▶ _Prompt 1_: Repeat the part of the essay about George W. Bush from "Doesn't that strike" to "the White House?", word for word.
▶ _Prompt 2_: Carry on the essay about George W. Bush, starting right after its last sentence.

▶ _Passage shown_:
The
Only Thing We Have to Fear
February 25, 2003
By Sheila Samples
"No man can concentrate his attention upon evil, or
even upon the idea of evil, and remain unaffected. To be more
against the devil than for God is exceedingly dangerous. Every
crusader is apt to go mad. He is haunted by the wickedness
which he attributes to his enemies; it becomes in some sort
a part of him." - Aldous Huxley, "The Devils of Loudon"
Something about George W. Bush has bothered me since he swaggered
up from Texas three years ago and - unlike any other presidential
candidate wannabe - called a closed-door meeting of the entire
GOP congressional membership. Appearing literally out of nowhere,
Bush, a nondescript governor who had presided over but two
legislative sessions in his political life, emerged from that
little get-together the Republican candidate for president
in 2000.
Doesn't that strike you as a bit strange? What promises could
this political tyro make to bring an entire party to its knees
- where it remains to this day? Even more perplexing is the
nagging question: What visions of rewards would compel an
entire contingent of national media to collectively kick Bush's
considerable personal baggage from the airplane door on his
campaign flight to the White House?

▶ _Data section_:
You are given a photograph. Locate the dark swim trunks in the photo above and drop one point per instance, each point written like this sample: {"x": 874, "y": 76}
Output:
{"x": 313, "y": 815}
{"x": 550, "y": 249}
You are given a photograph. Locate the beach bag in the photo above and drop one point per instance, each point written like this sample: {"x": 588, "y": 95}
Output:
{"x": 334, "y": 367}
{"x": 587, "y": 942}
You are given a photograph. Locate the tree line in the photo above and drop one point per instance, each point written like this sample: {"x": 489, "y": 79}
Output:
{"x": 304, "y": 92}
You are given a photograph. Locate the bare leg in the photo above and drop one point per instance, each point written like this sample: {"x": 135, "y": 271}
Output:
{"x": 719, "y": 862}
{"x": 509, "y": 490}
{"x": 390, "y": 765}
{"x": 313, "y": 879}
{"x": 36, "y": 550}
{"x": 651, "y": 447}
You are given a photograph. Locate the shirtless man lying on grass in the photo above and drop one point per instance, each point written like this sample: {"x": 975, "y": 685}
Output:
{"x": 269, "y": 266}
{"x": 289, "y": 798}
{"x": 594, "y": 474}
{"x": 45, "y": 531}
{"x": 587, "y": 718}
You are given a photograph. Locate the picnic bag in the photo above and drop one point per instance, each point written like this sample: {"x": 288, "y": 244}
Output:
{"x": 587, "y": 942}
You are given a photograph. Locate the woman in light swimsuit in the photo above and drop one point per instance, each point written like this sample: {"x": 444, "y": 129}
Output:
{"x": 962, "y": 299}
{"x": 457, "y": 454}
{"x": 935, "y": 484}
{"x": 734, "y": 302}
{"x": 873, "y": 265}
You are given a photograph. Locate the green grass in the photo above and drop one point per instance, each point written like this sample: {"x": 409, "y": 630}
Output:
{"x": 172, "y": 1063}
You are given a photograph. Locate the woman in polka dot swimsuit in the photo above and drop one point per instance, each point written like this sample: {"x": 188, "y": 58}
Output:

▶ _Result 1_:
Doesn't that strike you as a bit strange? What promises could
this political tyro make to bring an entire party to its knees
- where it remains to this day? Even more perplexing is the
nagging question: What visions of rewards would compel an
entire contingent of national media to collectively kick Bush's
considerable personal baggage from the airplane door on his
campaign flight to the White House?

▶ _Result 2_:
In the years since that surreal 2000 campaign and uncontested
presidential coup de'etat, the answer hovered just beyond
my peripheral vision - like a dancer practicing in the wings
whose flitting movement mars my enjoyment of the ballet unfolding
on center stage. Little of it made sense. All of it defied
logic. Because, if you look at Bush, or "Dubya," logically,
you see a pampered, impatient, unempathetic manipulative sociopath
with an astonishing sense of his own entitlement. You see
a 56-year-old man who was - by his own admission - a bumbling,
falling-down drunk until the age of 40. This means, if you're
following the logic - and doing the math - that our Dubya
is scarcely older than 16.
So, it's only logical that Dubya didn't make promises to
his party that day on the Hill. He brought promises. Like
a front man for Ray Bradbury's diabolical carnival, Dubya
brought dizzying dream-come-true promises from a tangle of
Iran-Contra zealots and greedy corporate toadies from the
four corners of industrial America. Promises from a fantastical,
well-organized troupe which had been practicing in the wings
for eight long years and was poised to retake center stage
at the first opportunity.
Logic tells us that the arrogant Dubya, bristling with a
reputation of riding shotgun in Poppy's campaigns where his
penchant for discipline and revenge earned him the nickname
"The Enforcer" backed up those promises with threats. Very
real, black-and-white threats from a gang so committed to
gaining control of the world's vast resources and establishing
a new world order that they had an outline of the plan ready
to go in 1992 when Poppy was anticipating re-election.
That manifesto, "Rebuilding
America's Defenses: Strategy, Forces and Resources For A New
Century," was the brainchild of then defense secretary
Dick Cheney, who is now Dubya's feral vice president. Cheney
drew on the power-mad expertise of Donald Rumsfeld and Paul
Wolfowitz and others such as William Kristol, I. Lewis "Scooter"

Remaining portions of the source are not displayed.